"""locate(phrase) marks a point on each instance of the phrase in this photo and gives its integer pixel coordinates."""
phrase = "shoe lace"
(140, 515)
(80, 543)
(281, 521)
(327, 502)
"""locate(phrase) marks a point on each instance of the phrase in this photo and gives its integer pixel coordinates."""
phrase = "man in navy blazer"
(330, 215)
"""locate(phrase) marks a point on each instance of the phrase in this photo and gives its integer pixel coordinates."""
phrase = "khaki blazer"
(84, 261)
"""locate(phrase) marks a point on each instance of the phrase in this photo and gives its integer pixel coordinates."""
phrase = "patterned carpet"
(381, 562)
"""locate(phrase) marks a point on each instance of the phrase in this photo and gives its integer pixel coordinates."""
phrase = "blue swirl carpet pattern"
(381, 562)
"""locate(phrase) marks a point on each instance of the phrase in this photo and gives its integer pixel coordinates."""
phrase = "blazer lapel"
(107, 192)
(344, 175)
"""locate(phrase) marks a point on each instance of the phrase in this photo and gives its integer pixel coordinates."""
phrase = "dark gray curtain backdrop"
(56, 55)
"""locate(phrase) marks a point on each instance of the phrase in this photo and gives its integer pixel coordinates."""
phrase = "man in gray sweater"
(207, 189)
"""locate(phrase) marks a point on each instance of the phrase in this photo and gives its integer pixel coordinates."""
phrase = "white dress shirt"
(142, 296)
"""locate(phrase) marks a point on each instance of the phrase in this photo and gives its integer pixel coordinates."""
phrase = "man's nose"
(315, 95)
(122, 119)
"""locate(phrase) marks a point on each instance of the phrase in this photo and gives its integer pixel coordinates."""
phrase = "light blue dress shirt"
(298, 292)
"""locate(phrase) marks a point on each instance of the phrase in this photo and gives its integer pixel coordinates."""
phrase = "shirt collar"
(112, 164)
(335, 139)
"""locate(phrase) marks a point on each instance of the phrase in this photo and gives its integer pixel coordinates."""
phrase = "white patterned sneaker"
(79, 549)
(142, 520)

──────

WORK REQUIRED:
Repeat the records above in full, character for character.

OUTPUT FOR THIS EXERCISE:
"""locate(phrase) marks a point on each instance of the phrase in this photo and gives its integer pixel coordinates."""
phrase = "shoe lace"
(140, 515)
(80, 543)
(281, 521)
(327, 502)
"""locate(phrase) marks a point on each instance of the phrase in this photo and gives its integer pixel coordinates."""
phrase = "man in navy blazer"
(330, 215)
"""locate(phrase) marks a point on each instance of the phrase in this photo and gives its integer pixel coordinates."""
phrase = "khaki blazer"
(84, 261)
"""locate(phrase) marks a point on each instance of the phrase in this photo and gives its integer pixel coordinates."""
phrase = "patterned carpet"
(381, 562)
"""locate(phrase) marks a point on each instance of the phrase in this photo and gives its integer pixel coordinates."""
phrase = "blue swirl carpet pattern"
(381, 562)
"""locate(phrase) marks a point on each instance of the phrase in this photo and gives its integer pixel coordinates."""
phrase = "blazer lapel"
(107, 192)
(344, 175)
"""locate(phrase) marks a point on each instance of the phrase in this photo and gives its integer pixel coordinates."""
phrase = "dark gray curtain backdrop"
(56, 55)
"""locate(phrase) marks a point on each instance of the phrase in this photo and gives its integer pixel coordinates."""
phrase = "man in gray sweater"
(207, 189)
"""locate(phrase) marks a point on each instance of the phrase in this photo and gives its integer pixel coordinates."""
phrase = "white dress shirt"
(142, 296)
"""locate(phrase) marks a point on each instance of the phrase in this photo and gives its integer pixel coordinates."""
phrase = "man's nose"
(315, 95)
(122, 119)
"""locate(phrase) marks a point on each instance of the phrase in this photo and gives its integer pixel coordinates."""
phrase = "light blue dress shirt"
(298, 292)
"""locate(phrase) marks a point on each instance of the phrase in this photo and gives its integer pixel coordinates."""
phrase = "shirt collar"
(112, 164)
(335, 139)
"""locate(phrase) marks a point on each instance of the phrase in this photo and gives its integer pixel coordinates."""
phrase = "white patterned sneaker"
(79, 549)
(142, 520)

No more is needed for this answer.